==== Extrait de page

Voyez, cela me dérange que l’adjectif «synodal» soit utilisé comme si c’était la recette de dernière minute pour l’Eglise. Quand on dit «Eglise synodale», l’expression est redondante: l’Eglise est synodale, ou elle n’est pas Eglise. C’est pourquoi nous en sommes venus à un synode sur la synodalité: pour le réaffirmer. Nous pouvons certainement dire que l’Eglise en Occident avait perdu sa tradition synodale. L’Eglise d’Orient l’a conservé. Certes, nous pouvons discuter des manières de vivre la synodalité. Paul vi a créé le Secrétariat du synode des évêques parce qu’il voulait avancer sur cette question. Synode après synode, nous avons avancé, timidement, en nous améliorant, en comprenant mieux, en mûrissant.

En 2001, j’ai été rapporteur du synode des évêques. Je remplaçais le cardinal Egan qui, en raison de la tragédie des Twin Towers, avait dû retourner à New York, dans son dio-cèse. Je me souviens que les avis étaient recueillis et envoyés au Secrétariat général. Donc, je collectais le matériel et le soumettais ensuite au vote. Le secrétaire du synode venait me voir, lisait le matériel et me disait de retirer telle ou telle chose. Il y avait des choses qu’il ne considérait pas appropriées et il les censurait. Il y a eu, en somme, une présélection du matériel. On n’a pas compris ce qu’est un synode. A la fin du dernier synode, dans l’enquête sur les sujets à aborder lors du suivant, les deux premiers étaient le sacerdoce et la synodalité. J’ai compris qu’il fallait réfléchir sur la théologie de la synodalité pour faire un pas décisif en avant.

========

## Consigne
Renvoyez mot pour mot le passage de l'extrait sur la synodalité qui commence à «En 2001, j’ai» et se termine à «décisif en avant.».

==== Lignes extraites

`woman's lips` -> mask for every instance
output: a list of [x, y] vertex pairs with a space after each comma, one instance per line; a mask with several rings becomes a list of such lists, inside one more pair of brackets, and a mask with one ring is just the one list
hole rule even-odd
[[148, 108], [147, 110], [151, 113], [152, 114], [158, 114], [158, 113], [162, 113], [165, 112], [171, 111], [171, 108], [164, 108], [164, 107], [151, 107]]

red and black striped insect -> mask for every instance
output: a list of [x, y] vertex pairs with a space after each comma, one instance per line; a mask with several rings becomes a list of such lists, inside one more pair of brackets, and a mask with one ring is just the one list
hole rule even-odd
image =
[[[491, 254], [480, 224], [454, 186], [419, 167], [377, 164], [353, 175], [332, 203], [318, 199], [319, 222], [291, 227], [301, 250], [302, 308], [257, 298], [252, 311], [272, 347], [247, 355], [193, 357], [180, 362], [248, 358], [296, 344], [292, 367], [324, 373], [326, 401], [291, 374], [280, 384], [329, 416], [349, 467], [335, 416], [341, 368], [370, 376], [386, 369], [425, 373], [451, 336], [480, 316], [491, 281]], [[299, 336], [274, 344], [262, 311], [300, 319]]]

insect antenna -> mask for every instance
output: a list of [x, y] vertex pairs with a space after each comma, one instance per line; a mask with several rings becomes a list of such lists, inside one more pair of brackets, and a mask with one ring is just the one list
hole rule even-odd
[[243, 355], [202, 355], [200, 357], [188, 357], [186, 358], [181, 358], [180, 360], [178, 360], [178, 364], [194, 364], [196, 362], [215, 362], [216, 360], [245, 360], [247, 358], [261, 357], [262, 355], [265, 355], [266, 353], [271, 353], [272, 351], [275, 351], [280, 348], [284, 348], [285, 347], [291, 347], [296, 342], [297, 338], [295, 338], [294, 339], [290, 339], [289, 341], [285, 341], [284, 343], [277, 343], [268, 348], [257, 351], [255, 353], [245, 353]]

========

## Réponse attendue
En 2001, j’ai été rapporteur du synode des évêques. Je remplaçais le cardinal Egan qui, en raison de la tragédie des Twin Towers, avait dû retourner à New York, dans son dio-cèse. Je me souviens que les avis étaient recueillis et envoyés au Secrétariat général. Donc, je collectais le matériel et le soumettais ensuite au vote. Le secrétaire du synode venait me voir, lisait le matériel et me disait de retirer telle ou telle chose. Il y avait des choses qu’il ne considérait pas appropriées et il les censurait. Il y a eu, en somme, une présélection du matériel. On n’a pas compris ce qu’est un synode. A la fin du dernier synode, dans l’enquête sur les sujets à aborder lors du suivant, les deux premiers étaient le sacerdoce et la synodalité. J’ai compris qu’il fallait réfléchir sur la théologie de la synodalité pour faire un pas décisif en avant.